◆ Reading text
Village in Herefordshire, England

Moccas is a village and civil parish in the English county of Herefordshire. It is located 14 mi west of Hereford. The population of the civil parish taken at the 2011 census was 105.

The parish is mainly farmland with a number of woods, including Woodbury Hill Wood and the Moccas Park Deer Park (though mostly in Dorstone parish). The parish church of St Michael is well known as the site of the very early Welsh Moccas Monastery, founded by Saint Dubricius in the 6th century, as recorded in the Book of Llandaff. The church has a notable monument to the de Fresnes family, lords of the manor in the 14th century.

Moccas Court, north of the village, replaced the old manor house which once stood next to the church. It is a fine Georgian country house, now a hotel, built between 1776 and 1783 for the Cornewall family by the architect Anthony Keck.

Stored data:

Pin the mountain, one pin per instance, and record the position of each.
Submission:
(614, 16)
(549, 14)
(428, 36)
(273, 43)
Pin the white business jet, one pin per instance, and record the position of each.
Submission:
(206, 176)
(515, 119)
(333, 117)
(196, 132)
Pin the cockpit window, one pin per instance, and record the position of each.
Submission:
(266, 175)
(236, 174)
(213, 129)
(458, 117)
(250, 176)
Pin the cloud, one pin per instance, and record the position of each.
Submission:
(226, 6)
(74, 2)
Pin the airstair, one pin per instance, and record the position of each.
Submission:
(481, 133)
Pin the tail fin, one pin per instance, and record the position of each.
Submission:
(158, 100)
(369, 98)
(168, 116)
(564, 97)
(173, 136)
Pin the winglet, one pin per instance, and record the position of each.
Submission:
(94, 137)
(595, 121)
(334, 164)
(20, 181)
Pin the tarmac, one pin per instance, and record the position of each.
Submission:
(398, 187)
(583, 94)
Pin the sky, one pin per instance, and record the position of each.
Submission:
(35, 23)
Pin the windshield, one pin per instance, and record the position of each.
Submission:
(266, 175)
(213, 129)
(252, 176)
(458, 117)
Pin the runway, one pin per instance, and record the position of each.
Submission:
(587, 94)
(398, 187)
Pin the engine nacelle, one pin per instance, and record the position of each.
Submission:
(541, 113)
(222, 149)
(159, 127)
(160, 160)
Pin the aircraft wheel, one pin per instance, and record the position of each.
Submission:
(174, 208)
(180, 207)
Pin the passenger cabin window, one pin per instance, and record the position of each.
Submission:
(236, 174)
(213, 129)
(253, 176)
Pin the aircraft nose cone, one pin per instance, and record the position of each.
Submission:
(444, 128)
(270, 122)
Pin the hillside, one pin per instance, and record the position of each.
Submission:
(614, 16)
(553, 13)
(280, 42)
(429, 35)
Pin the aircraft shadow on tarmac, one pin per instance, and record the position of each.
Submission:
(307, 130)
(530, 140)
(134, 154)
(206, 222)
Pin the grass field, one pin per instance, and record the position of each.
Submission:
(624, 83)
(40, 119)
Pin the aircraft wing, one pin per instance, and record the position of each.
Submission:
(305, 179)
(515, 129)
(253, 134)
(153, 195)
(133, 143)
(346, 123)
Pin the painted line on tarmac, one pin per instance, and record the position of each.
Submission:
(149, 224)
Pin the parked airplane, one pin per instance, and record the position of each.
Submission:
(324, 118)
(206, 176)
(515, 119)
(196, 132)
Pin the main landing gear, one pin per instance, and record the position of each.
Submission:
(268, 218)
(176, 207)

◆ Instructions
1) Rewrite the Moccas passage starting with "Village in Herefordshire, England" and going on through "census was 105.", putting "parish" wherever "civil parish" appears.
2) Carry the passage about Moccas forward from its final sentence.

◆ Answers to each task
1)
Village in Herefordshire, England

Moccas is a village and parish in the English county of Herefordshire. It is located 14 mi west of Hereford. The population of the parish taken at the 2011 census was 105.

2)
The name Moccas probably derives from the Welsh Moch-rhos, meaning pig land, according to the Moccas village history website. Geiriadur yr Academi / The Welsh-English Academy Dictionary (University of Wales Press 1995) lists Moccas, glossed as "English Place name", and gives the Welsh form as "Mochros". "Moch" (pigs) and "rhos" (moorland) combine to give "moch-ros" (soft mutation of RH > R, caused by the preceding word, hence "Mochros" /ˈmɔχrɔs/).